Region pointing data
= Beginning of Section =
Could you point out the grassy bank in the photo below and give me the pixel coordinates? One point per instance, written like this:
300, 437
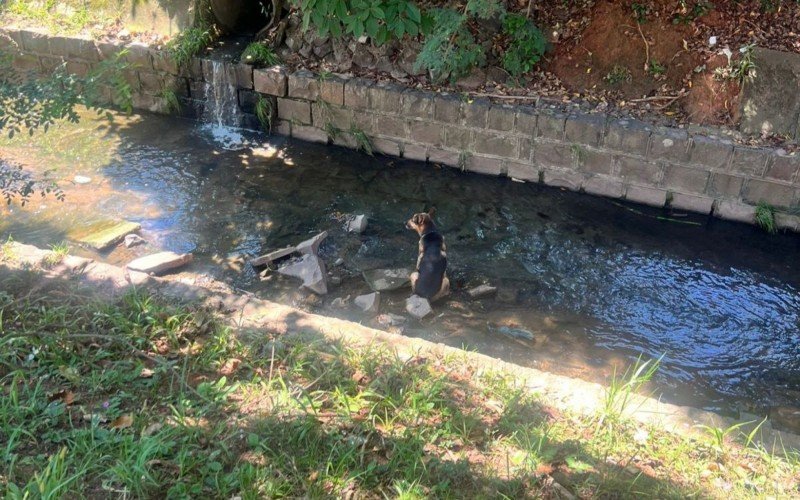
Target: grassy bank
144, 399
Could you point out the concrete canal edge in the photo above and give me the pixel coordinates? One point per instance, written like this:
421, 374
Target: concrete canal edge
703, 172
251, 316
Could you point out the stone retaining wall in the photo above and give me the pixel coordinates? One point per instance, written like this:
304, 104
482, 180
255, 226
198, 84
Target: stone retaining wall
624, 159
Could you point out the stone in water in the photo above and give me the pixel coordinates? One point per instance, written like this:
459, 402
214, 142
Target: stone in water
159, 262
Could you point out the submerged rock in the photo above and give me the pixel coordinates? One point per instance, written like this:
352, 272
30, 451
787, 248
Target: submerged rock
= End of Section =
● **WHAT TO DO**:
Drop the images and transcribe the entries above exactly.

● **ANSWER**:
Could you point out the grassy bank in the photo below and give me the pixel coordinates? One point per instance, written like this:
300, 437
Target: grassy bank
144, 399
Could you point out the concrete canal edge in the photo above and give me the pixel coordinates? One point per instance, written like this:
421, 374
Target: concrete canal edge
703, 172
251, 316
Could you point out the stone retaining wall in the photo above and give me the pixel coordinates? One point per instance, written like this:
304, 104
482, 180
255, 226
198, 84
Target: stone retaining wall
624, 159
Could you point out the stone in water in the photo above and give me the pixel coordinates? One point per instance, written like this:
459, 402
214, 142
Target: stone in water
159, 262
Could you point out the submerged rock in the photo above and give me the pixel coordinates? One point per instance, written like this:
352, 272
30, 451
787, 248
Target: submerged rock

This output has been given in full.